* FONTE *
Há vinte anos atrás, o escritor
George Weigel cunhou a frase «a trégua de 1968» para descrever as
consequências da dissidência pública da Humanæ Vitæ, a encíclica de Paulo VI reafirmando
o ensinamento da Igreja sobre a contracepção. No relato de Weigel, a falha da
Igreja em disciplinar publicamente os teólogos que rejeitaram a Humanæ Vitæ (o Vaticano permitiu que os sacerdotes
que tinham discordado publicamente se retractassem em privado), ensinou aos
católicos que se podia discordar sem grandes repercussões e que o Vaticano não
apoiaria os bispos que tentaram impor a adesão à encíclica.
Poder-se-ia questionar a palavra «trégua» na metáfora de Weigel, já que
se poderia dizer que as acções do Vaticano parecem mais uma capitulação do que
um cessar-fogo mútuo, mas de outra forma é uma metáfora útil para descrever o
estado da Igreja Católica como um todo desde os anos 60. As facções em conflito
na Igreja galvanizaram sobre a contracepção, e este acordo tácito, ou quase tácito, para não agravar as suas discordâncias sobre estas questões é o que
tem impedido a Igreja de se fragmentar nos anos intercalares. O princípio de
funcionamento deste acordo tácito parece ser o seguinte: que não haveria
qualquer repressão contra o ensinamento da Igreja, desde que não se
pressionasse abertamente para mudanças nos ensinamentos controversos, pelo
menos não demasiado abertamente.

* ITENS EXTRAÍDOS *

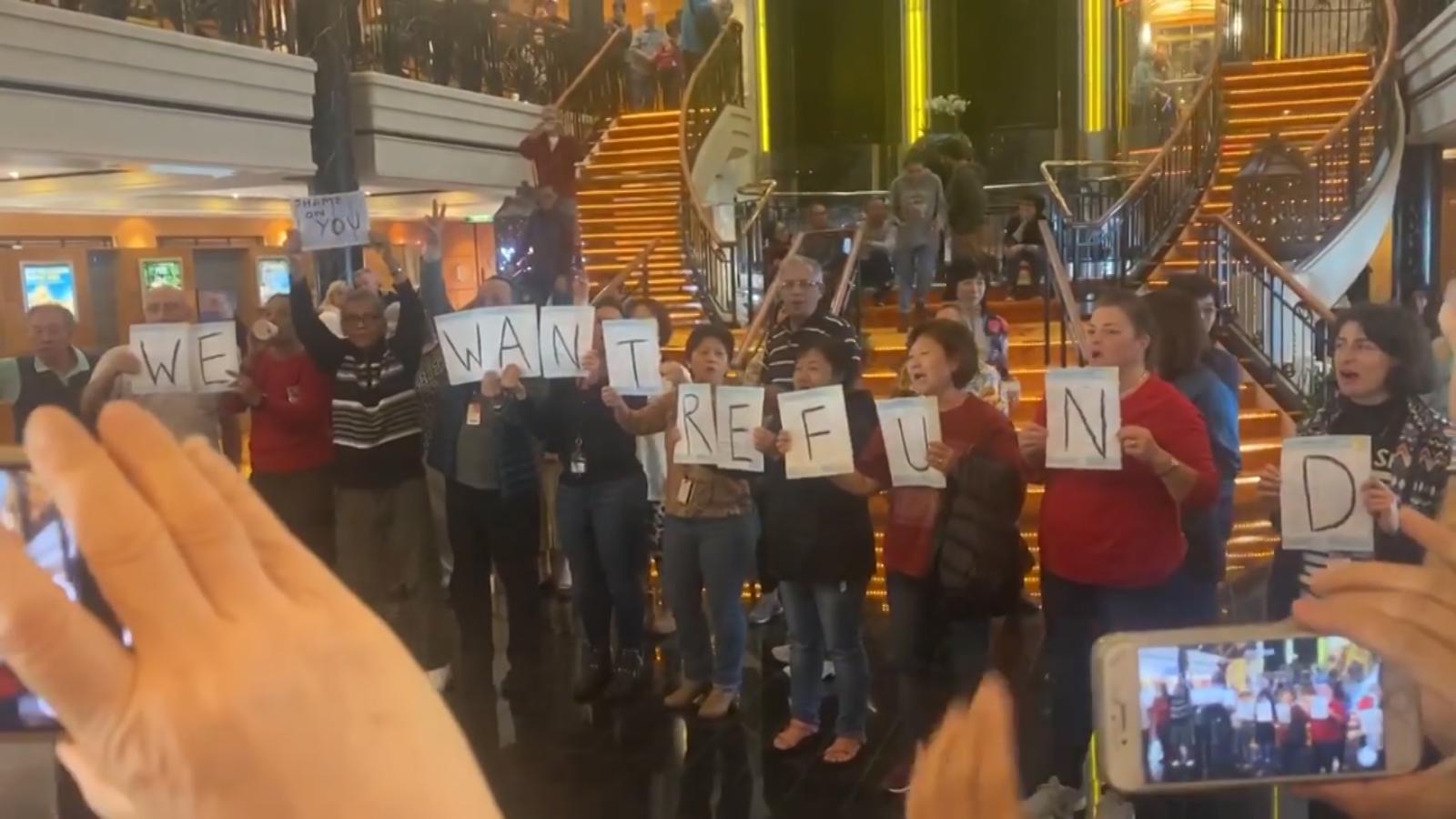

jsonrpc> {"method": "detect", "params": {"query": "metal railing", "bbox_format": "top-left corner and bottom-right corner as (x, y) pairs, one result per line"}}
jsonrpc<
(555, 29), (631, 145)
(677, 20), (743, 324)
(1041, 63), (1221, 292)
(1198, 216), (1335, 414)
(29, 0), (298, 53)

* TAREFA PROPOSTA 1 *
Converta numa lista breve o parágrafo da fonte que começa por «Há vinte anos atrás» e mantenha os factos principais.
* TAREFA PROPOSTA 2 *
Retome a fonte sobre a «trégua de 1968» e prossiga a partir da última frase apresentada.

* RESPOSTA À TAREFA 1 *
- Há vinte anos, o escritor George Weigel cunhou a expressão «a trégua de 1968» para descrever as consequências da dissidência pública da Humanæ Vitæ.
- A Humanæ Vitæ é a encíclica de Paulo VI que reafirmou o ensinamento da Igreja sobre a contracepção.
- Segundo Weigel, a Igreja não disciplinou publicamente os teólogos que rejeitaram a encíclica. O Vaticano permitiu que os sacerdotes que tinham discordado publicamente se retractassem em privado.
- Isso ensinou aos católicos que se podia discordar sem grandes repercussões.
- Ensinou-lhes também que o Vaticano não apoiaria os bispos que tentaram impor a adesão à encíclica.

* RESPOSTA À TAREFA 2 *
Uma parte desta trégua tácita era uma proibição de críticas ao Vaticano II,
ou às reformas que se lhe seguiram. Podia-se fazer praticamente tudo o que se
quisesse como teólogo após 1968, mas não se podia criticar abertamente o
Concílio Vaticano II. Esta é uma das razões pelas quais Marcel Lefebvre se viu
ostracizado pelas autoridades da Igreja e acabou por ser excomungado, enquanto
Hans Küng perdeu apenas o direito de se intitular teólogo católico, mas morreu
em boa posição junto da Igreja, apesar de publicar um livro que negava a
infalibilidade papal em princípio.
Há várias razões pelas quais isto se tornou tão crucial. Uma é que muitos
líderes da Igreja viram o Vaticano II como o tratado de paz da Igreja com o
mundo moderno e secular, e como crucial para chegar a esse mundo. Qualquer
crítica ao Vaticano II pode parecer um retrocesso a uma era anterior de
conflitos e contendas. Esta preocupação motiva muitos católicos “liberais”;
como o Cardeal Müller o expressou há alguns anos atrás, eles acreditam que a
secularização é irreversível e, por isso, procuram encontrar um espaço onde a
Igreja possa sobreviver numa sociedade secular hostil.
Evidentemente, foram os progressistas em 1968 que alavancaram os seus aliados
fora da Igreja – nos meios de comunicação seculares, por exemplo – para fazer
com que a «trégua» acontecesse em primeiro lugar. Isto explica a
proibição de críticas ao Concílio Vaticano II: fazê-lo assinalaria ao mundo
secular que a Igreja estava a regressar a uma posição mais combativa, o que
iria perturbar os acordos com a sociedade secular.
Como salientou Weigel, esta trégua tornou tudo muito mais difícil para aqueles
que defendem o ensinamento da Igreja sobre questões controversas, especialmente
os bispos. Também deu a impressão de que o ensinamento da Igreja estava pronto
para se agarrar a praticamente qualquer matéria. Por muito errados que estejam
sobre a permanência da secularização, esses liberais não estavam equivocados
sobre as pressões de uma sociedade secular hostil.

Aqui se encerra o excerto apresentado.